**Set task:**
Extract every line of the material below word for word, omitting the pictures.

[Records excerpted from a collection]
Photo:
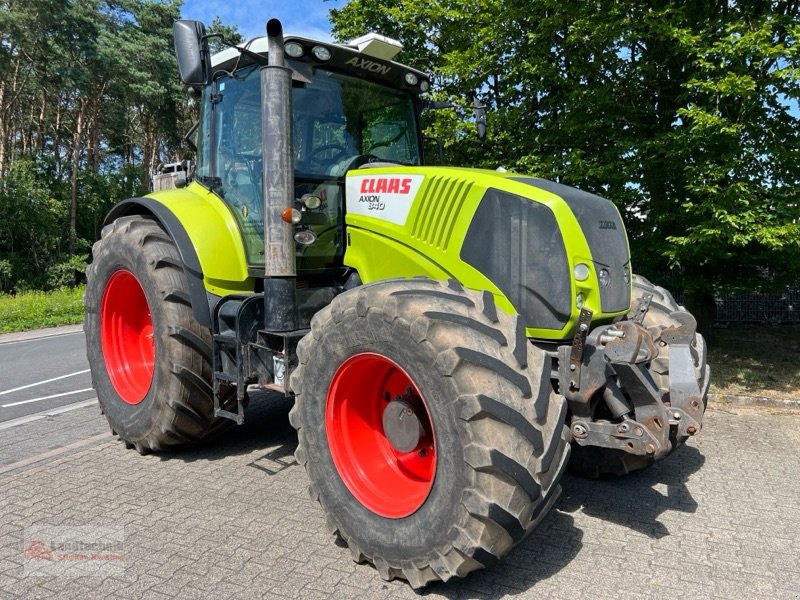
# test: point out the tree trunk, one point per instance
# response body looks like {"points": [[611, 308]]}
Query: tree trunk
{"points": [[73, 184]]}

**Final result:**
Photo:
# test: point out the tree trunk, one point per instance
# response body looks like {"points": [[611, 308]]}
Query: tree trunk
{"points": [[73, 184]]}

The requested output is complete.